# 2013 not a funny year?



## billsharpe (Jan 25, 2007)

Based on the lack of posts in this forum so far, 2013 is not going to be a fun year...


----------



## Nick (Apr 23, 2002)

Did you hear the one about the three gov't guys, CIA, FBI and NSA, who walked into a D.C. bar? The bartender asks "What'll you fellas have today?

The FBI guy says "_____ ___ ________, and ________ ______ ___ _______."

Then the CIA guy says "___ _______ ___ or ____ ________ ____." 

Finally, the NSA guy goes "_________ _______ but not ___ ______ _________!" :lol:

:thats: :rolling:


----------



## HinterXGames (Dec 20, 2012)

:grin:


----------



## billsharpe (Jan 25, 2007)

Replace FBI, CIA, and NSA with priest, minister, and rabbi or Englishman, Frenchman, and American and it will be just as funny.

The bar, of course, then could be anywhere...


----------



## 4HiMarks (Jan 21, 2004)

# Data
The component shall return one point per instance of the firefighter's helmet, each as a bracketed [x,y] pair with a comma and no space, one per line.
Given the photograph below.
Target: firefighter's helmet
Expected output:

# Problems and tasks
(1) In the forum thread, which three government agencies do the guys who walk into the D.C. bar come from?
(2) Please copy the forum thread from "The FBI guy" to "(Dec 20, 2012)".
The lines are separate from the forum thread.

# Responses in order
(1) The CIA, the FBI and the NSA.

(2)
The FBI guy says "_____ ___ ________, and ________ ______ ___ _______."

Then the CIA guy says "___ _______ ___ or ____ ________ ____." 

Finally, the NSA guy goes "_________ _______ but not ___ ______ _________!" :lol:

:thats: :rolling:


----------



## HinterXGames (Dec 20, 2012)